───── Extrait

En général, les observateurs n’ont noté chez leurs malades que deux conditions différentes d’existence ; mais ce nombre de deux n’a rien de constant ni de fatidique, il n’est peut-être même pas aussi général qu’on le croit ; en y regardant bien, on trouve trois personnalités chez Félida, et un bien plus grand nombre chez Louis V… C’en est assez pour repousser l’expression de dédoublement de la personnalité qu’on a voulu appliquer à ces phénomènes ; il peut y avoir dédoublement, comme il peut y avoir morcellement en trois, quatre personnalités, etc.[12]

Je suis persuadé que les alternances et successions de personnalité chez les hystériques ne sont point des phénomènes exceptionnels. Ce qui est exceptionnel, c’est de trouver des sujets types, comme Félida et comme Louis V…, chez lesquels le dédoublement est marqué en si gros caractères qu’il a pu frapper des esprits non prévenus. Peut-être même que si on regardait bien attentivement beaucoup d’hystériques, on en rencontrerait d’autres qui ne le céderaient en rien aux précédents. En tout cas, la succession de personnalités distinctes doit exister, à quelque degré, chez plusieurs ; ce phénomène doit se traduire, non par des symptômes bruyants, mais par des amnésies et des changements de caractère rappelant en petit ceux de Félida et de Louis V…, et se systématisant, se rattachant à certaines périodes d’existence. Ce sont là des symptômes qu’il faut chercher, comme disait Lasègue en parlant de l’anesthésie.

──────────
───── Données

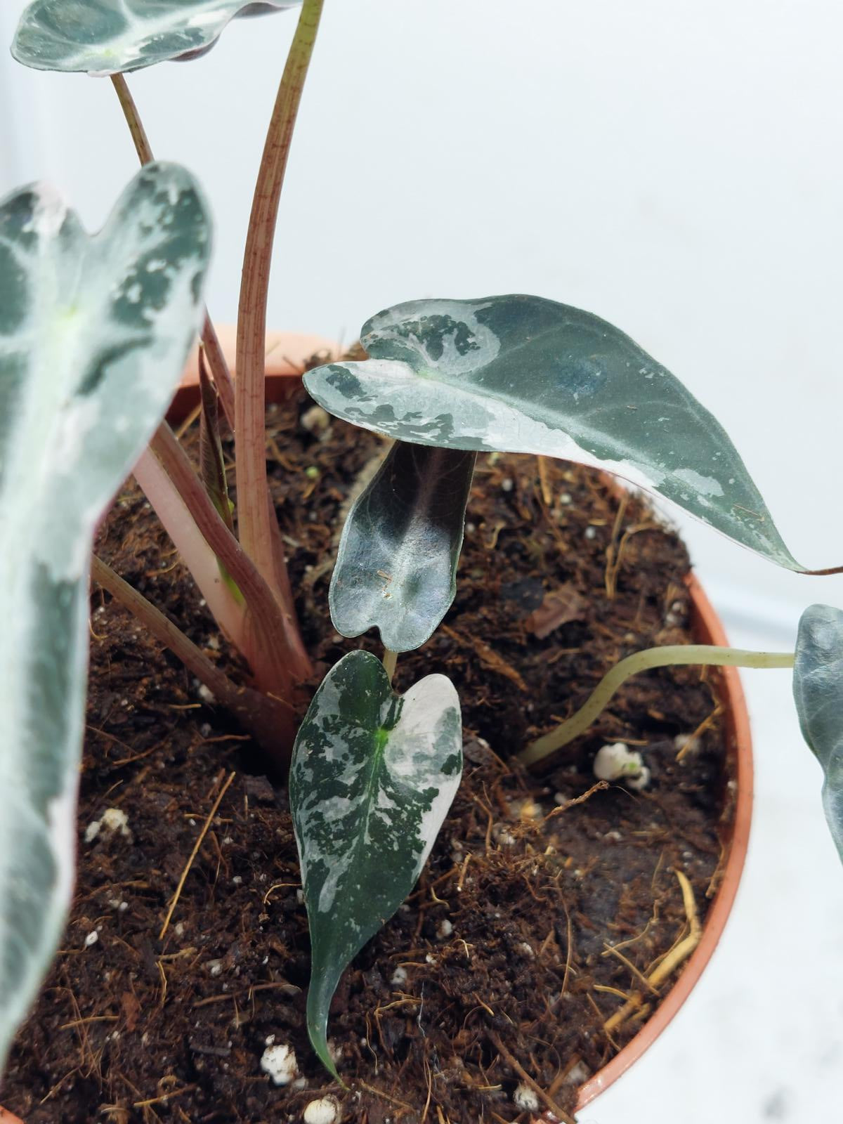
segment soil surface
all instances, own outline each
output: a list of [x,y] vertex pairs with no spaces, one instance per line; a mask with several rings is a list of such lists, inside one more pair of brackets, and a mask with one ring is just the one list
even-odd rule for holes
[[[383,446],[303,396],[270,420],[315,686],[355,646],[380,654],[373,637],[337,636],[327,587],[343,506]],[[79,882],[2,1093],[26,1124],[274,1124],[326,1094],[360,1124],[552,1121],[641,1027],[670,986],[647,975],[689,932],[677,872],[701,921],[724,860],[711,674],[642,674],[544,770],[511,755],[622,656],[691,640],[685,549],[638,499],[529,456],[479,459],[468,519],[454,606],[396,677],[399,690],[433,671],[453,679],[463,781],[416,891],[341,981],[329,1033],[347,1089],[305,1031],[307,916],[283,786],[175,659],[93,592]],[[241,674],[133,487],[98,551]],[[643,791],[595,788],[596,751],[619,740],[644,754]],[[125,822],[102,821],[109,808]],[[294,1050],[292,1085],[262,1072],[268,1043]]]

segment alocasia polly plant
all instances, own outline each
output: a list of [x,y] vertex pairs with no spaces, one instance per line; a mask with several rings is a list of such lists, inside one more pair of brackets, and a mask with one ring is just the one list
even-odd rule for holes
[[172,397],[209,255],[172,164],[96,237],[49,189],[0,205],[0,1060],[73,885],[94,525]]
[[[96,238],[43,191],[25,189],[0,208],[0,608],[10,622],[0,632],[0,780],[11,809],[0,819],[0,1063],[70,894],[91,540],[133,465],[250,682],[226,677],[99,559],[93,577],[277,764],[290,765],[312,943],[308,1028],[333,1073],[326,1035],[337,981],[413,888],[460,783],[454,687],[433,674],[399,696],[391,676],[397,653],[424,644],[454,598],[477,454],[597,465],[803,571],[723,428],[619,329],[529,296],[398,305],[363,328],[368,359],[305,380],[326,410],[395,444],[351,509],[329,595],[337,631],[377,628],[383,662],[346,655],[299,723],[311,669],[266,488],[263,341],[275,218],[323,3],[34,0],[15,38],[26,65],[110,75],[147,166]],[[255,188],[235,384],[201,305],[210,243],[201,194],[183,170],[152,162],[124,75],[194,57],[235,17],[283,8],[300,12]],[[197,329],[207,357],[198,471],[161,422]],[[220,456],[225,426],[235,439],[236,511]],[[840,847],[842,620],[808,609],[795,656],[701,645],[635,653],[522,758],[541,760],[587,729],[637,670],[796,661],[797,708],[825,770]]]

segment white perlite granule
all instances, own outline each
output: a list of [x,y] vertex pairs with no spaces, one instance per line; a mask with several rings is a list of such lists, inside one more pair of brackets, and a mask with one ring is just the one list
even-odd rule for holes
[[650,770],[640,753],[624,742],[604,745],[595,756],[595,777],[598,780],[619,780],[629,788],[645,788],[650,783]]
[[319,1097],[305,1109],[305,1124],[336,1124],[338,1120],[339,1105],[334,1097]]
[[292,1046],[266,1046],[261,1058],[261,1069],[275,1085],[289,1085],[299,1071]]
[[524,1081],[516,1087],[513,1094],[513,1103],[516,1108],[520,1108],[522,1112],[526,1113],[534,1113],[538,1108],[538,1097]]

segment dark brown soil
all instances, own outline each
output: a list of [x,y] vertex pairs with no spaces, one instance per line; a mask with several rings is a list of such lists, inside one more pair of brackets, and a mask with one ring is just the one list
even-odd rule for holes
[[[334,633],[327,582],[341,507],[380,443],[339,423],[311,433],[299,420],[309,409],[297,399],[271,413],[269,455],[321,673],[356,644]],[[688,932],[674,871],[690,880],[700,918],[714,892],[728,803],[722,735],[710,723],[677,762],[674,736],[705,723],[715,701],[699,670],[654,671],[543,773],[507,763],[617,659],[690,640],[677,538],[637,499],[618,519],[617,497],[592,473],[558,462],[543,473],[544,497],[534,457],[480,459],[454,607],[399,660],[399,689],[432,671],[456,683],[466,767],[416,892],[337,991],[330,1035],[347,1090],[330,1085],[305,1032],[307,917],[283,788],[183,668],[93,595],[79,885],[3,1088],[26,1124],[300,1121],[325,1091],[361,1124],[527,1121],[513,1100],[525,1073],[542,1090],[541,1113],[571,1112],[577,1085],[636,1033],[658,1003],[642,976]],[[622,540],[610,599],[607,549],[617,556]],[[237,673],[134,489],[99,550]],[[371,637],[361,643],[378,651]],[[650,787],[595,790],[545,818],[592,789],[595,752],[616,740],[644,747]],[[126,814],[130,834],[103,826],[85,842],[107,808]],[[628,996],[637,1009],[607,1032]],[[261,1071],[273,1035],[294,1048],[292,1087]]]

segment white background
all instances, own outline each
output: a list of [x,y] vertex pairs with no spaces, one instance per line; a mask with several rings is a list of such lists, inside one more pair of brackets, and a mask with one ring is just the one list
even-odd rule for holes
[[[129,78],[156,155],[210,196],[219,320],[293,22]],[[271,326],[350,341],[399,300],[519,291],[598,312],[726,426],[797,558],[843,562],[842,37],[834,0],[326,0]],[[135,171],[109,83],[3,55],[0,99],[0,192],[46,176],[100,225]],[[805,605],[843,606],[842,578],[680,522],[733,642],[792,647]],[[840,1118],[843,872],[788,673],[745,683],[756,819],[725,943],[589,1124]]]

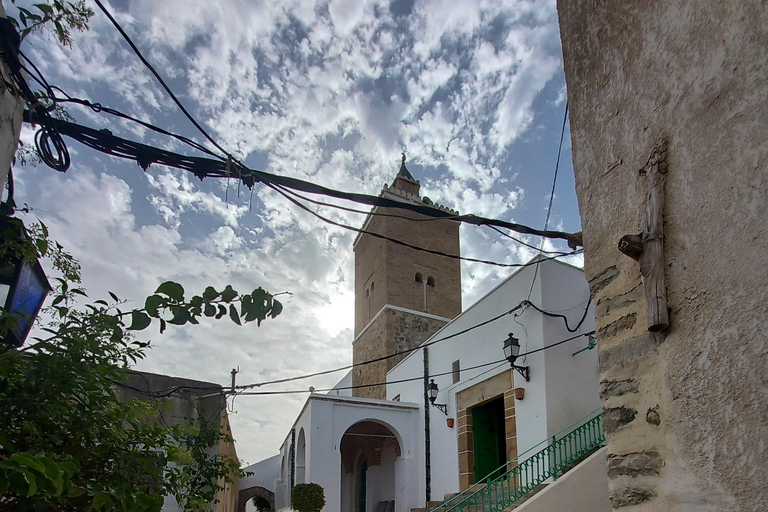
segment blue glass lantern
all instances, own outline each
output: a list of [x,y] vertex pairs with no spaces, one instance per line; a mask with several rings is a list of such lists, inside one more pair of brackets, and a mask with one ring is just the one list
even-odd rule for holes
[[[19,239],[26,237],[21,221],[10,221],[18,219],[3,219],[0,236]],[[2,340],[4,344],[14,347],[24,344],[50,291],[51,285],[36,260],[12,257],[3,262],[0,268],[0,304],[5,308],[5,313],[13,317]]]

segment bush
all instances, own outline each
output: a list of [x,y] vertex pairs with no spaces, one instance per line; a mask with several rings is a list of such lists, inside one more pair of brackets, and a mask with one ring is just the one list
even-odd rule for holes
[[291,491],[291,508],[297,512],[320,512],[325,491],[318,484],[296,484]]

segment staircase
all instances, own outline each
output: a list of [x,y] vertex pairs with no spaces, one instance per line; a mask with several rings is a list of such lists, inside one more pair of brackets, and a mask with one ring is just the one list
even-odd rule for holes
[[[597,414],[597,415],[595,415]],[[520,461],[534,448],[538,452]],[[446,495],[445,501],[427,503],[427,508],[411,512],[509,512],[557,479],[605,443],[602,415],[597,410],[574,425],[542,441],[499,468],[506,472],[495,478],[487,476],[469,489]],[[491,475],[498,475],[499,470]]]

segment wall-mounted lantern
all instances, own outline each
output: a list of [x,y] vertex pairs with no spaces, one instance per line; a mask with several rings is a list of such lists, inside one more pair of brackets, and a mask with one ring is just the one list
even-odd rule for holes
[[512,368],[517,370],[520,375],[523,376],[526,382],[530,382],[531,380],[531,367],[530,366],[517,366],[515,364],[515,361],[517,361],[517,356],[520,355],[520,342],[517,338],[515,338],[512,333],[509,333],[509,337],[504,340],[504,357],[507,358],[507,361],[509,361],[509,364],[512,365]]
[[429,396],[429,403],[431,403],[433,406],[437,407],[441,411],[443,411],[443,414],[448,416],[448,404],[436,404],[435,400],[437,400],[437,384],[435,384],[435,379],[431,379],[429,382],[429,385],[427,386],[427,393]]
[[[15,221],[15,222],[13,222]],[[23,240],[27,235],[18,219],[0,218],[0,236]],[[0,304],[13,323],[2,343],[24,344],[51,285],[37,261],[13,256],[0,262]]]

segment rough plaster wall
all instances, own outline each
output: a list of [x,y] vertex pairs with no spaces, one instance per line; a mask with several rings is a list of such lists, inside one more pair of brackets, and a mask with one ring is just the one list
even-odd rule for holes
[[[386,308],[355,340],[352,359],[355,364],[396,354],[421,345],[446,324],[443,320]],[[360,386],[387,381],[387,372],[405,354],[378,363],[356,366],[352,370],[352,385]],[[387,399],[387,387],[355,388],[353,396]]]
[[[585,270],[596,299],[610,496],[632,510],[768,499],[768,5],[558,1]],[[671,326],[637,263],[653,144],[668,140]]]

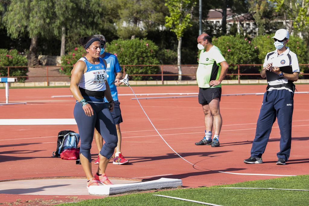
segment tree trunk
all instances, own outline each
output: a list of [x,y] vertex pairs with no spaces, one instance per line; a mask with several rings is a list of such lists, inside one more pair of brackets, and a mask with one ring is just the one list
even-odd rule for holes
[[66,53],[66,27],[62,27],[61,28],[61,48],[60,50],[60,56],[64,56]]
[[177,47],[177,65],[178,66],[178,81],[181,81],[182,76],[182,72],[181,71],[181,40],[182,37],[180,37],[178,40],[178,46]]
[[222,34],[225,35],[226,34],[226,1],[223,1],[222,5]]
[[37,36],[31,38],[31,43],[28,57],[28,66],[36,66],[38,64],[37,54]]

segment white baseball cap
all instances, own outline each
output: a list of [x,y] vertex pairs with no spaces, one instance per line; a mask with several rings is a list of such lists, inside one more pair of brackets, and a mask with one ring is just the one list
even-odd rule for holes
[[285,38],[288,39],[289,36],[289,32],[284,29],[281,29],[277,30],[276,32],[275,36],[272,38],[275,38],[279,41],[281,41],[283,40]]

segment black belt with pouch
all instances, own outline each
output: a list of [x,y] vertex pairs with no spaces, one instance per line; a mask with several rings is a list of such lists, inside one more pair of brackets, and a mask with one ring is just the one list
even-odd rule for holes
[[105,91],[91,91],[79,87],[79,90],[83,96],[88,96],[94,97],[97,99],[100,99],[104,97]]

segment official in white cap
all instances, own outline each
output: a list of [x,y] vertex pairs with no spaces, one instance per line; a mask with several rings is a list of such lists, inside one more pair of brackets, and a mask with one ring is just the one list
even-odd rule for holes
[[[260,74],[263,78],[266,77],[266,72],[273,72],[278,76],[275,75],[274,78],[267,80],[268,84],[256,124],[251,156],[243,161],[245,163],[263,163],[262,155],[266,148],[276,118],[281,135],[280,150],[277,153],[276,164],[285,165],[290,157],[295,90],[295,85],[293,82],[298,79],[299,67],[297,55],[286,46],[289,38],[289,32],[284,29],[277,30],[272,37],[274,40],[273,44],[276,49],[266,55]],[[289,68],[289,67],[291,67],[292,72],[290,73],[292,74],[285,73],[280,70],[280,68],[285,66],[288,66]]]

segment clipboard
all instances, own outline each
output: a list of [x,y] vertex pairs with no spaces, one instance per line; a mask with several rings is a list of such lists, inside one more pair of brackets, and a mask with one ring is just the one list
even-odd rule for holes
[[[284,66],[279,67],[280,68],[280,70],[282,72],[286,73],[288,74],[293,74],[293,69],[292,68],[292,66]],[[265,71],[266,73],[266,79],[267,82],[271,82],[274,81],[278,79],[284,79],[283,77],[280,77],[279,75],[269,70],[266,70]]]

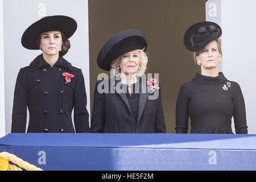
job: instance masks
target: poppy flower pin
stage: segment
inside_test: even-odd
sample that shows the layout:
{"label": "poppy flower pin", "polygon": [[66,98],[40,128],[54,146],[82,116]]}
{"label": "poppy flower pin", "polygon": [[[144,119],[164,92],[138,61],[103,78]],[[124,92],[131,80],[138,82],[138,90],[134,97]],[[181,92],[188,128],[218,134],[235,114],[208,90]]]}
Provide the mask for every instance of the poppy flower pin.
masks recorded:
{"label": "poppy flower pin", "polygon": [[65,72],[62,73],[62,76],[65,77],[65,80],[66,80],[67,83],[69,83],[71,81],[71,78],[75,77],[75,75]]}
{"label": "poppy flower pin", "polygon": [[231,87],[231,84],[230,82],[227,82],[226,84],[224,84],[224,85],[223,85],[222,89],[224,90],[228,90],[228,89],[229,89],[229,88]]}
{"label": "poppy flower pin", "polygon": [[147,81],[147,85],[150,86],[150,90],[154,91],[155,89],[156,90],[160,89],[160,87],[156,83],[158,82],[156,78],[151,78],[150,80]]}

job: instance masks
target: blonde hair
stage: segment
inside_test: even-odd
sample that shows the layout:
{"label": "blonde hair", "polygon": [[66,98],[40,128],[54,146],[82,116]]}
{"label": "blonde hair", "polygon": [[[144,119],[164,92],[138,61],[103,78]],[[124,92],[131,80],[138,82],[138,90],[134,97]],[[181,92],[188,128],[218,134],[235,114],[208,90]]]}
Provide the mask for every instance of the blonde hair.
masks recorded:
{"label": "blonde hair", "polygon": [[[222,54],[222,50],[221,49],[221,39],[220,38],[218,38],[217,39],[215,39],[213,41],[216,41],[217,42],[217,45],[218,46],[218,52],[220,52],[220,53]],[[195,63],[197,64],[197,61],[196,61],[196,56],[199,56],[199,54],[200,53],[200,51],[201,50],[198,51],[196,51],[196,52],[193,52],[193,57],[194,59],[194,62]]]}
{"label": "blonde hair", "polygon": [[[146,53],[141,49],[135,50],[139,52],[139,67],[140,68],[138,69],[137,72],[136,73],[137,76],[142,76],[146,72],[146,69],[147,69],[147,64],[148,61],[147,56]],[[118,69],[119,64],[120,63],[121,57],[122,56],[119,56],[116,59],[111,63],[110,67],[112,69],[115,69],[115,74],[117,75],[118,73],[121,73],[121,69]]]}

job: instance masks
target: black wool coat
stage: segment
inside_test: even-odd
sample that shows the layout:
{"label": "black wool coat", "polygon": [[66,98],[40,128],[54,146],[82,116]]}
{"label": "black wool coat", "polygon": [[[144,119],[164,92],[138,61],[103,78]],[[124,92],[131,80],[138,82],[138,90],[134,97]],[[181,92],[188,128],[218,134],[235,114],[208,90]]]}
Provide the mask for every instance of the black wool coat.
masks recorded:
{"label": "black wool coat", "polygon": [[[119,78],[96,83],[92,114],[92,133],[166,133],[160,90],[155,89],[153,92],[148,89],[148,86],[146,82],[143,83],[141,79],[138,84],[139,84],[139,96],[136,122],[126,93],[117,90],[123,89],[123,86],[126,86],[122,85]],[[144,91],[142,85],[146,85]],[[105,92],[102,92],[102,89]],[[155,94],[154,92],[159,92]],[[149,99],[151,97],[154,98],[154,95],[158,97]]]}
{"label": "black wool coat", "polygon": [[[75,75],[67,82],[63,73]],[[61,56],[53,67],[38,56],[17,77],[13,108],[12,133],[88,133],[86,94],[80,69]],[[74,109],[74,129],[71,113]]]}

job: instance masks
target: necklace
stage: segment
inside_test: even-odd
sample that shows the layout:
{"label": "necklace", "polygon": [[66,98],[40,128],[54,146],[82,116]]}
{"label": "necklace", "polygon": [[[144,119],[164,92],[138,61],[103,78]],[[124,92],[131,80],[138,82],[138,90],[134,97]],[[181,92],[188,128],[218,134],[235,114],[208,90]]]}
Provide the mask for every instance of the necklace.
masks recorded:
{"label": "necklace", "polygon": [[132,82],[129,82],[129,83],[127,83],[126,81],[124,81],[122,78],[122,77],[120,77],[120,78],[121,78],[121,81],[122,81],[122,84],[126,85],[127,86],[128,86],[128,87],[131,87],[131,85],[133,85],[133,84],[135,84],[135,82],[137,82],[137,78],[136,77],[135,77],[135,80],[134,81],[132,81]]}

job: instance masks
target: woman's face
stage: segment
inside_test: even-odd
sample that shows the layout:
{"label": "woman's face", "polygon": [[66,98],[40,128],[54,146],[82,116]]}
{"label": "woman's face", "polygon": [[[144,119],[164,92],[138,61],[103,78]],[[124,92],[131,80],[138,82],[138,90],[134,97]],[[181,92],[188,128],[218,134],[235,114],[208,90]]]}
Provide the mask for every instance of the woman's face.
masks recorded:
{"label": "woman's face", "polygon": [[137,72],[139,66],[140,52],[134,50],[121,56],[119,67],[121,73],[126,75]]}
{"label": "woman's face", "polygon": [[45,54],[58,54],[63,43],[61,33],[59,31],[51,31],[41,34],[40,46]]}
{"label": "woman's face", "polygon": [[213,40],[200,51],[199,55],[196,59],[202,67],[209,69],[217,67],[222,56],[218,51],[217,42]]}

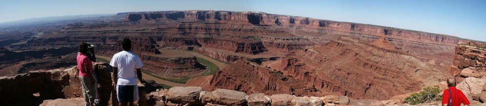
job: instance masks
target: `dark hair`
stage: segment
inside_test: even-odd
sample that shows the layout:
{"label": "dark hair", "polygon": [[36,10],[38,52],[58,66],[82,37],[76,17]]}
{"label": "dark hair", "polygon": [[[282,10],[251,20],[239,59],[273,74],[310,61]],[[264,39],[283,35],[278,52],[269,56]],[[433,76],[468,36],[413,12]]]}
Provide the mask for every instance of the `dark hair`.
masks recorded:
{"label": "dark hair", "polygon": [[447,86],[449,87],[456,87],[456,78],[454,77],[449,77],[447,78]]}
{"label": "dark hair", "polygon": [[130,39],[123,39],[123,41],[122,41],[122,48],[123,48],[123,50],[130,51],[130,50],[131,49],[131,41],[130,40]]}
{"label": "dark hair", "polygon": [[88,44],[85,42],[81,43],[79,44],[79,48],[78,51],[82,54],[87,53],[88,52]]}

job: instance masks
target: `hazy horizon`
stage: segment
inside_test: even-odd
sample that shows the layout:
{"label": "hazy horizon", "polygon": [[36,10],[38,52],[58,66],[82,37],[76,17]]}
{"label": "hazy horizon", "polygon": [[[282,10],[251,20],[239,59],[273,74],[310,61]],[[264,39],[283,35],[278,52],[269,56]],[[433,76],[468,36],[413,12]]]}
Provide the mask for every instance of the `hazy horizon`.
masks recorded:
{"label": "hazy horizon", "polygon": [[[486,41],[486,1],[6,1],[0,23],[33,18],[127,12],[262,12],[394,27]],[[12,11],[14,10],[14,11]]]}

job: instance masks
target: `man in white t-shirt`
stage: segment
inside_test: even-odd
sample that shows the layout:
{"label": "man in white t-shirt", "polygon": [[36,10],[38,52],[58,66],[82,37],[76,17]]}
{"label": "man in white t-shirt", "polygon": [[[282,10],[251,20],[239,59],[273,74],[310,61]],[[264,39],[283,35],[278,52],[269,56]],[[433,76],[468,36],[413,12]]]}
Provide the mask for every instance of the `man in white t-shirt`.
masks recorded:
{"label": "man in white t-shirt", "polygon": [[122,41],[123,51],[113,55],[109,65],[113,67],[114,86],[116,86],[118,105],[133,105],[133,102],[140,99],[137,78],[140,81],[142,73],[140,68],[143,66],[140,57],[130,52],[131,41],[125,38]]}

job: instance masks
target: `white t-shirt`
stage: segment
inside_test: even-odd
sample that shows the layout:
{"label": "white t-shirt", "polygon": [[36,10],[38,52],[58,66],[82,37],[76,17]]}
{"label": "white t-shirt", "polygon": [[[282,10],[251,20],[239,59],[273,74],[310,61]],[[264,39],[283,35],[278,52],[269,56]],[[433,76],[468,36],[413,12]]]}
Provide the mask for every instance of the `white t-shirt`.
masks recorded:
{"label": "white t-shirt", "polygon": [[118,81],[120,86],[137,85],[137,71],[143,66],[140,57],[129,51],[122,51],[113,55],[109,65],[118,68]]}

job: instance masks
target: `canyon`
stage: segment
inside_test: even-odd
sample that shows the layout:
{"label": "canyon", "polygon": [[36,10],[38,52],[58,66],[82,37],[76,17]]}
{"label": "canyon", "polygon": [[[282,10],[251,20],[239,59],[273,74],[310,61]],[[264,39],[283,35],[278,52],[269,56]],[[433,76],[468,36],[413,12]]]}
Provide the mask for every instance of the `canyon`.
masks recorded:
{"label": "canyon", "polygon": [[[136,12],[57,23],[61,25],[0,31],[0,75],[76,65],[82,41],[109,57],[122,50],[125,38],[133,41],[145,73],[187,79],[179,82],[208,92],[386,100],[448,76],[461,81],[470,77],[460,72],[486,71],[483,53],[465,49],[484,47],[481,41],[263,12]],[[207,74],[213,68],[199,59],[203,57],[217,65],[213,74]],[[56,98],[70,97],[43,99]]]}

──────────

Mise en pratique |
**1)** Selon l'extrait, combien de personnalités trouve-t-on chez Félida quand on y regarde bien ?
**2)** Poursuivez le texte sur la succession des personnalités chez les hystériques à partir de sa dernière phrase.
Les données ne servent pas pour ces exercices.

Corrigés |
**1)** Trois personnalités.

**2)**
Nous sommes restés jusqu’ici confinés dans l’hystérie. Tous les malades dont nous avons raconté l’histoire sont incontestablement des hystériques. La question se pose de savoir si, en dehors de cette névrose, on rencontre des divisions analogues de la conscience et de la personnalité.

Si on prend comme signe de ces divisions l’état de la mémoire, toujours plus facile à constater d’une manière précise que les changements de caractère, il faut répondre affirmativement à la question posée ; on trouve dans des conditions très diverses des fragments de vie psychologique qui ont pour trait essentiel de posséder une mémoire propre ; nous entendons par là que ces états ne laissent point de souvenirs pendant la veille, mais que le retour du même état ramène les souvenirs de sa manifestation antérieure, et la personne se rappelle tous les faits qu’elle avait oubliés pendant sa vie normale.

Parfois l’existence d’une mémoire propre à ces états seconds se manifeste sous une forme un peu différente et plus élémentaire ; le sujet recommence toujours les mêmes actes. On rencontre des exemples aujourd’hui bien connus de ces particularités psychologiques dans le rêve, les intoxications par l’alcool, l’éther, le haschich, etc., les folies circulaires, l’épilepsie. Il existe même chez quelques épileptiques une double vie psychologique présentant les mêmes caractères que dans l’hystérie[13].


  1. M. Ribot, dans la préface de son livre sur les Maladies de la Personnalité a insisté sur cette idée, que nous croyons très importante.
  2. Consulter, à ce sujet, une leçon de M. Charcot publiée dans la Gazette hebd. de méd. et de chir., 22 mars 1890, par M. Blocq.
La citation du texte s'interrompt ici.